:: TRECHO DO TEXTO

Projeto FX

O status atual

 

O ano de 1998 se encerrou com a visita recente dos Sukhoi Su-27/30 ao Brasil, que passaram por Anápolis vindos do Chile, outro país sulamericano que estuda a compra de novos caças. Os aviões russos causaram ótima impressão aos militares brasileiros. O que já era esperado, visto que o Su-27 é o que há de mais moderno em termos de aviação de caça em produção no mundo hoje em dia.

Sukhoi Su-27: reconhecidamente o caça mais mortífero da atualidade. Além da aviôncia e armamentos avançados que permitem a detecção e destruição de múltiplos alvos a longas distâncias, a família Su-27 surpreende pela combinação de longo alcance e extrema agilidade no combate a curta distância ("dogfight") apesar das suas grandes dimensões. Desenvolvido como caça padrão de defesa da "Mãe Rússia" está sendo oferecido ao mercado externo, inclusive em configurações mais sofisticadas que as usadas pela própria Rússia. Também é utlizado pela China e pela Índia.

 

O contato com o Su-27 estimulou a imaginação dos nossos militares e amantes da aviação militar. O preço sugerido de US$ 40 milhões em comparação ao desempenho oferecido é realmente baixo, sem dúvida a melhor relação custo/benefício entre os concorrentes do programa FX. As dimensões continentais de nosso país apontam (assim como a própria ex-URSS) para um interceptador como o Su-27, capaz de missões de longa duração contra múltiplos alvos.

Os outros concorrentes do Su-27 seriam o F-16 e F-18 americanos, o Mirage 2000 francês, o Gripen sueco e o Mig-29 também russo.

O modelos americanos sofrem com as restrições do governo dos EUA que é muito reticente em fornecer armamento de última geração à América Latina. Isso é fruto das décadas passadas, quando os próprios EUA incentivaram a criação de ditaduras militares que por sua vez levaram a um clima de constante instabilidade política dentro e entre esses países. Certamente os analistas políticos do governo americano temem que conflitos como a Guerra das Malvinas e o conflito Equador-Peru se repitam. Porém, existe um lobby muito forte dos fabricantes norteamericanos para que as exportações sejam liberadas. Como existem fortes indicativos que a democracia é sólida na maioria dos países talvez a venda de armas modernas seja liberada a países como Chile, Argentina e Brasil.
De qualquer maneira, nesse momento, o governo norteamericano preferiria nos fornecer equipamento menos sofisticado, como F-16A e F-18A de segunda mão. Os militares brasileiros entretanto estariam interessados apenas nas versões mais modernas destas aeronaves. Pessoalmente, entendo que a opção de caças de segunda mão não deve ser descartada. Mas voltarei a esse assunto depois.

::::
:: DADOS DA TAREFA

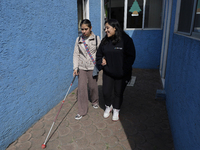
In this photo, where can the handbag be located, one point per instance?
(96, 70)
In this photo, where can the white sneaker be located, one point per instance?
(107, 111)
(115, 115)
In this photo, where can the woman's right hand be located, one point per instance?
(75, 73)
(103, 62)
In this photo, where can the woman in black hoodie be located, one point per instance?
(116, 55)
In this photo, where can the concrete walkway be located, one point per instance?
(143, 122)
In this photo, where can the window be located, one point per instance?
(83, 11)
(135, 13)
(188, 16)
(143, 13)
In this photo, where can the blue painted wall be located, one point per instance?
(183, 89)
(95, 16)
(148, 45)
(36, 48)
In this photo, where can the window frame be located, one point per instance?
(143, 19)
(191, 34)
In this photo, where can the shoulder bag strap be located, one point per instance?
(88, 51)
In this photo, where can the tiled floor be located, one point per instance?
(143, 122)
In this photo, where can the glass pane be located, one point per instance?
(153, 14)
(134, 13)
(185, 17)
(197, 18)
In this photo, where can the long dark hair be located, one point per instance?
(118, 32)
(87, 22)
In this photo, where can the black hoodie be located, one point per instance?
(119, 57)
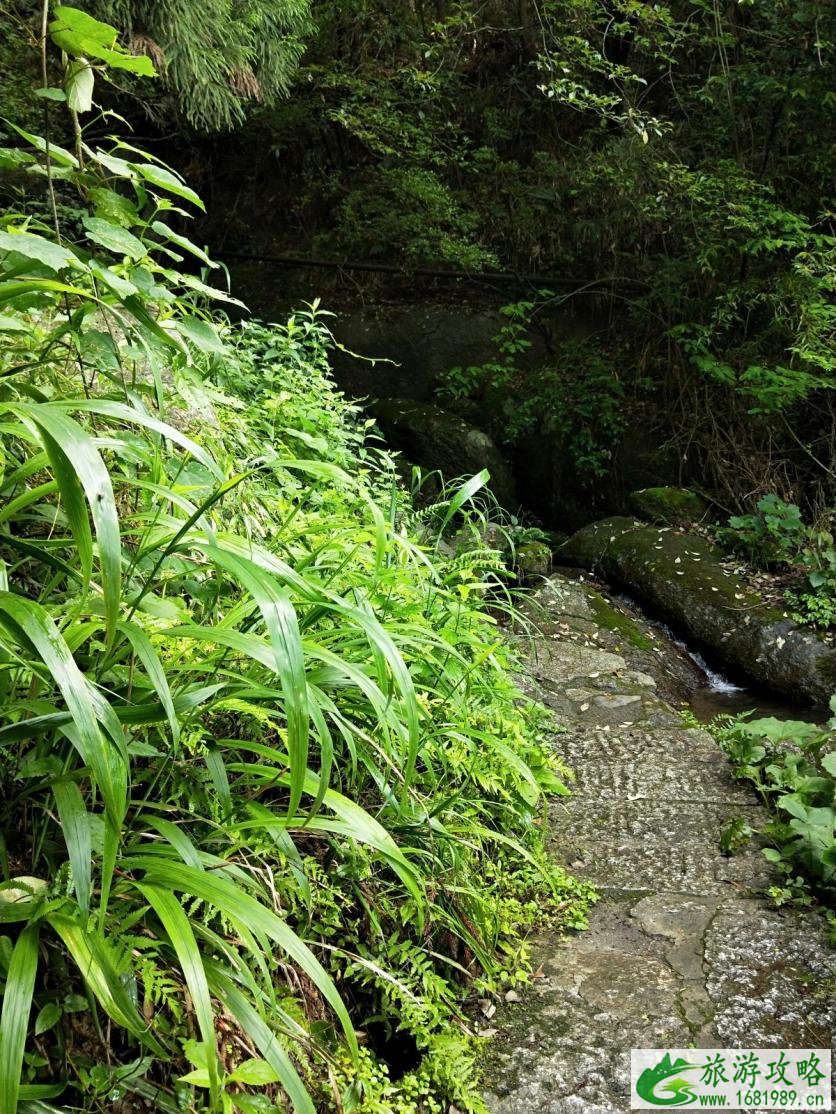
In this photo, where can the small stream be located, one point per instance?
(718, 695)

::::
:: DADOS DA TAREFA

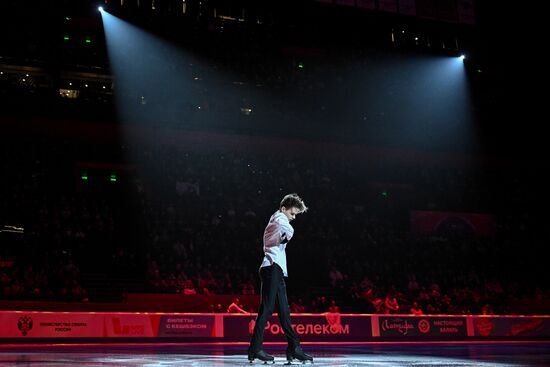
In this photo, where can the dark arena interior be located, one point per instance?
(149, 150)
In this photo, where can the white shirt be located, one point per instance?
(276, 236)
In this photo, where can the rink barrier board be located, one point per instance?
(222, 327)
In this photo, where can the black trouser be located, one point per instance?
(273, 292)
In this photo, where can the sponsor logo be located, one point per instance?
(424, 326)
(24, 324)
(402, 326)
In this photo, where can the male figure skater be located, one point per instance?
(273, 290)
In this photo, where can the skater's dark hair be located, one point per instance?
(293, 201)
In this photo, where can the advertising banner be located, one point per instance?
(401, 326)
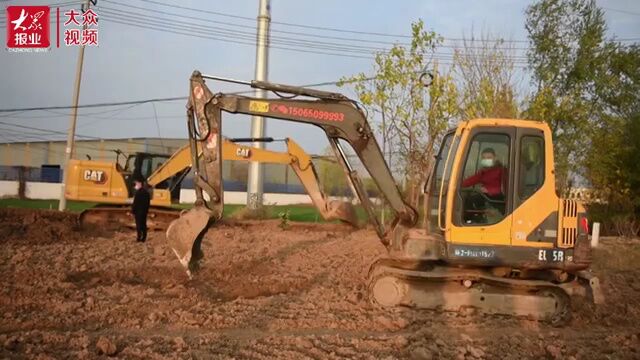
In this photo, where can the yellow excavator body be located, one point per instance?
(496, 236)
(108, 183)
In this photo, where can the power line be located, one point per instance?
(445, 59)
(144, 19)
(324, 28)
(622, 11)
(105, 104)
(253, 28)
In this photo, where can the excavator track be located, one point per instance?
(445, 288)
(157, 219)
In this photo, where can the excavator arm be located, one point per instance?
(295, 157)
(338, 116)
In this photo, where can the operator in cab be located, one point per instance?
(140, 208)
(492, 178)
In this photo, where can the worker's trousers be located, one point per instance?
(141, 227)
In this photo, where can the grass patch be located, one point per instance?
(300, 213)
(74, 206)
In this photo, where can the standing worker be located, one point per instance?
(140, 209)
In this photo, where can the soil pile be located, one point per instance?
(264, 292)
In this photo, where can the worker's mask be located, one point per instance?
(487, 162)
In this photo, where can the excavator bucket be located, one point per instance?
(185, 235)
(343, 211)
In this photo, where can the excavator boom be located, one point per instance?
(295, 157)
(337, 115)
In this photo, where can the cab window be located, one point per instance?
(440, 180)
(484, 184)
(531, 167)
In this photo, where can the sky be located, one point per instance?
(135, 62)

::::

**TAREFAS**:
1 – Segundo o texto sobre o Projeto FX, qual é o preço sugerido para o Su-27?
2 – Quantas linhas das entradas contêm a palavra "white"? Informe somente o número.

**RESPOSTAS POR TAREFA**:
1 – US$ 40 milhões.

2 – 2